Check your understanding
1) Reproduce word for word the part of the Blu-ray HDMI colorspace analysis starting at "The article states" and ending at "with the Sony.".
2) In the Blu-ray HDMI colorspace analysis, which maximum value, minimum value and gamma were the original article's dE1994 values referenced to?
3) Write the next part of the Blu-ray HDMI colorspace analysis, picking up after its final sentence.

Passage for review
● ● ● ● ● ● ●

Analysis of Secrets Blu-Ray Player HDMI Benchmark Data Colorspace Tests

Secrets of Home Theater and High Fidelity posted some interesting results for two players and how they handle video data over HDMI here. There are several things about this report that could use more clarification and different approaches to calculating the effects of these measurements could be taken.

The article states that “The overall dynamic range we would expect from the Sony has gone from 220 values (16-235) down to 209. That’s a loss of 5% of your dynamic range.” From a bit depth standpoint that is true, but these devices use gamma and degamma curves. The actual loss of dynamic range from a linear luminance perspective is actually 10% from 16 to 235. This will cause the image to be coarsened in this process of re-sampling the data into a narrower data range. This is confirmed with their observations of the image being less smooth with the Sony.

The only delta E 1994 values I could reconstruct from the information provided were the ones for the reference Y (luminance levels). The calculation method used in the original article is incorrect for those. The calculated dE1994 values were referenced to a maximum value of 254, a minimum of 0 and a gamma of 2.2. Delta E is a representation of relative luminance error. Data values 16 and below have zero luminance in the Rec. 709 standard for HDTV which is what a Blu-Ray player is intended for. The data should therefore be shifted appropriately by 16 with all values below 16 having zero luminance and therefore 0 delta E error to represent how this would work on an actual image. The corrected values using this correction are shown in Figure 1.

● ● ● ● ● ● ●

Stored data
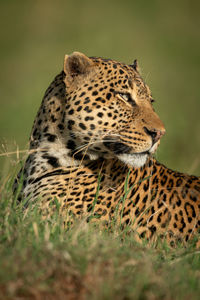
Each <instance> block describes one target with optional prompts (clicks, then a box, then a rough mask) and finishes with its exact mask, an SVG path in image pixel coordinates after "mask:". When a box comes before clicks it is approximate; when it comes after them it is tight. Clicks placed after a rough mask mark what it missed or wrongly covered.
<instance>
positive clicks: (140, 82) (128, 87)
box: [90, 57, 151, 98]
mask: <svg viewBox="0 0 200 300" xmlns="http://www.w3.org/2000/svg"><path fill="white" fill-rule="evenodd" d="M90 59H92V60H93V62H94V63H95V65H96V67H97V68H98V69H99V74H98V75H97V76H94V77H93V82H96V81H99V83H102V84H104V83H106V84H109V86H110V87H111V88H113V89H117V88H122V89H125V90H127V89H129V88H131V89H136V90H137V94H139V95H140V96H141V97H143V98H151V91H150V89H149V87H148V85H147V84H146V83H145V82H144V80H143V78H142V77H141V75H140V74H139V72H138V71H136V70H135V69H134V68H133V66H132V65H127V64H125V63H121V62H118V61H116V60H113V59H107V58H102V57H90Z"/></svg>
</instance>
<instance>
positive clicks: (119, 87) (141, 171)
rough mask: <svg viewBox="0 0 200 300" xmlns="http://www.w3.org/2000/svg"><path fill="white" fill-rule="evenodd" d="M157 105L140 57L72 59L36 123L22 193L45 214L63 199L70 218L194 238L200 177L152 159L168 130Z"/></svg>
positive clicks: (152, 233) (23, 179)
mask: <svg viewBox="0 0 200 300" xmlns="http://www.w3.org/2000/svg"><path fill="white" fill-rule="evenodd" d="M151 102H152V98H151V93H150V91H149V88H148V87H147V86H146V84H145V83H144V82H143V80H142V78H141V77H140V75H139V72H138V69H137V63H136V62H134V64H133V65H125V64H121V63H118V62H116V61H113V60H106V59H102V58H88V57H86V56H85V55H83V54H81V53H78V52H75V53H73V54H72V55H71V56H66V57H65V62H64V71H62V72H61V73H60V74H59V75H58V76H57V77H56V78H55V80H54V81H53V82H52V84H51V85H50V87H49V88H48V89H47V91H46V93H45V96H44V98H43V101H42V105H41V107H40V109H39V112H38V114H37V117H36V119H35V122H34V126H33V130H32V134H31V139H30V154H29V156H28V158H27V160H26V163H25V166H24V168H23V171H21V172H20V174H19V176H18V179H19V177H22V173H23V188H22V193H21V196H23V197H25V198H27V199H28V200H27V201H28V202H27V203H29V202H30V201H34V200H36V199H38V201H40V203H41V207H42V210H43V212H44V213H46V212H49V210H50V211H51V209H52V202H54V201H55V198H56V199H57V200H58V201H59V202H60V207H61V208H60V209H61V211H62V213H63V214H66V215H68V213H70V212H72V214H73V215H76V216H89V215H90V214H91V213H92V214H93V215H94V216H98V220H99V218H100V219H101V220H102V221H105V222H106V223H109V222H111V221H112V220H113V218H115V219H116V221H117V222H119V223H120V224H121V225H122V226H123V227H124V226H125V225H127V224H129V225H130V226H131V227H132V228H133V230H134V232H136V233H137V234H138V236H139V237H146V238H151V237H157V236H161V237H162V236H167V239H168V240H169V242H173V240H174V237H175V238H182V239H183V240H185V241H187V240H188V239H189V238H190V237H192V236H193V234H194V233H197V232H199V228H200V179H199V178H198V177H195V176H189V175H186V174H182V173H179V172H175V171H172V170H170V169H168V168H166V167H165V166H163V165H161V164H160V163H158V162H157V161H156V160H155V159H154V158H153V157H152V153H154V152H155V150H156V148H157V146H158V144H159V141H160V138H161V136H162V135H163V134H164V133H165V129H164V125H163V124H162V122H161V121H160V119H159V117H158V116H157V115H156V113H155V112H154V110H153V108H152V103H151ZM16 187H17V181H16V184H15V189H16ZM50 203H51V205H50ZM94 219H95V220H96V218H94Z"/></svg>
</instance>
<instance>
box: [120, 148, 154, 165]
mask: <svg viewBox="0 0 200 300" xmlns="http://www.w3.org/2000/svg"><path fill="white" fill-rule="evenodd" d="M149 156H150V153H149V151H145V152H140V153H132V154H119V155H117V157H118V159H119V160H121V161H122V162H124V163H125V164H127V165H130V166H132V167H134V168H140V167H143V166H144V165H145V163H146V162H147V159H148V157H149Z"/></svg>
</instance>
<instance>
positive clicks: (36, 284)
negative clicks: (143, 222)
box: [0, 176, 200, 300]
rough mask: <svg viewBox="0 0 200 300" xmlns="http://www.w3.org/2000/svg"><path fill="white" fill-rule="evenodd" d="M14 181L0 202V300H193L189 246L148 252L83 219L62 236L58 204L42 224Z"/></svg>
mask: <svg viewBox="0 0 200 300" xmlns="http://www.w3.org/2000/svg"><path fill="white" fill-rule="evenodd" d="M12 182H13V178H12V176H11V177H10V178H9V179H8V180H7V181H6V182H5V184H4V187H3V189H2V191H1V200H0V299H16V298H22V299H65V298H66V299H188V298H191V299H194V300H195V299H199V294H200V285H199V280H200V272H199V270H200V251H198V250H196V248H195V246H194V245H195V243H192V242H191V243H190V244H188V247H187V248H184V247H183V246H181V245H180V246H178V247H177V248H176V249H170V248H169V247H168V246H167V244H166V243H163V242H160V243H159V244H158V245H157V246H156V247H155V246H154V245H150V246H148V247H146V246H145V245H139V244H137V243H136V242H135V240H134V236H133V235H132V234H130V232H131V231H129V233H128V234H126V231H124V232H123V231H121V230H120V228H118V227H117V226H115V227H114V230H112V231H110V230H109V228H104V229H103V228H102V226H100V225H98V224H93V223H92V222H91V223H87V222H86V221H85V220H76V221H75V223H74V225H73V227H71V228H69V229H66V226H63V224H64V219H63V217H62V216H61V215H60V213H59V210H60V207H59V204H58V205H56V211H55V213H54V214H53V215H51V216H50V217H49V218H47V219H44V218H42V216H41V214H40V211H39V209H38V207H37V205H36V204H34V205H32V206H31V205H29V207H28V208H27V209H26V210H24V203H20V204H16V201H15V199H13V196H12V189H11V187H12ZM99 182H100V178H99ZM125 188H126V187H125ZM97 196H98V191H97ZM94 202H95V201H94ZM94 205H95V203H94Z"/></svg>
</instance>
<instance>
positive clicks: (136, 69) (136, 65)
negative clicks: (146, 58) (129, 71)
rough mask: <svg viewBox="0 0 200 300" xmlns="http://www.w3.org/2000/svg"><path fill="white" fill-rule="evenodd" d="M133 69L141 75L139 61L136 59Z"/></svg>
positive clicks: (132, 66)
mask: <svg viewBox="0 0 200 300" xmlns="http://www.w3.org/2000/svg"><path fill="white" fill-rule="evenodd" d="M131 67H132V68H133V69H134V70H135V71H136V72H138V73H139V66H138V61H137V59H135V60H134V61H133V63H132V64H131Z"/></svg>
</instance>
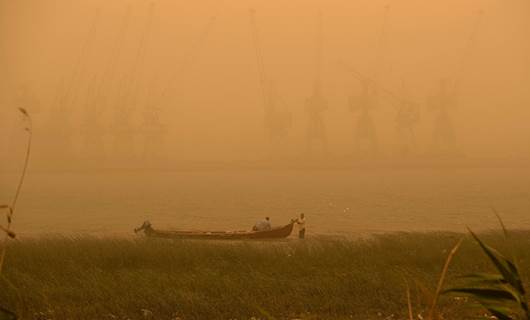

● ● ● ● ● ● ●

List of answers
1)
The article states that “The overall dynamic range we would expect from the Sony has gone from 220 values (16-235) down to 209. That’s a loss of 5% of your dynamic range.” From a bit depth standpoint that is true, but these devices use gamma and degamma curves. The actual loss of dynamic range from a linear luminance perspective is actually 10% from 16 to 235. This will cause the image to be coarsened in this process of re-sampling the data into a narrower data range. This is confirmed with their observations of the image being less smooth with the Sony.

2) A maximum of 254, a minimum of 0 and a gamma of 2.2.

3)
Figure 1 – dE1994 For Black Level Of 16

A more complex situation exists as to what is the best reference luminance for a given data point for a perceptual luminance error. It could be taken as 254 which is the maximum signal level like Secrets did. However, the standard references 235 as reference white. The standard also references 103 cd/m2 which is what the 235 level is translated to on a display. Since most displays can be calibrated to hit 103 cd/m2 whether the input signal is 235 or some other value at this level it seems inappropriate to assign a delta E error other than zero at many values transmitted for the reference white signal. I find that calculating delta E based on the error relative to the gamma curve for each sample is more consistent with what is seen on an image. Using this as the reference will penalize errors in the darker regions much more than what was used in the article. This makes sense since relative contrast errors on images are much more important than relative luminance compared to the reference peak white level. This is probably because within a neighboring region of an image it is more likely to be of similar luminance than not. The resulting values for this are shown in Figure 2. Reductions in these errors are possible by shifts in black level (brightness control), but without more data it is unclear whether that is reasonable or not.

Figure 2 – dE1994 Using Gamma Luminance Reference


The article is unclear in how the data relates to player output versus the source content. The Oppo player data is labeled as percent saturation while the Sony is in percent intensity. How are individual Cb and Cr values used to calculate a dE1994 values? Is a cell in each table a part of a sample or is it the row?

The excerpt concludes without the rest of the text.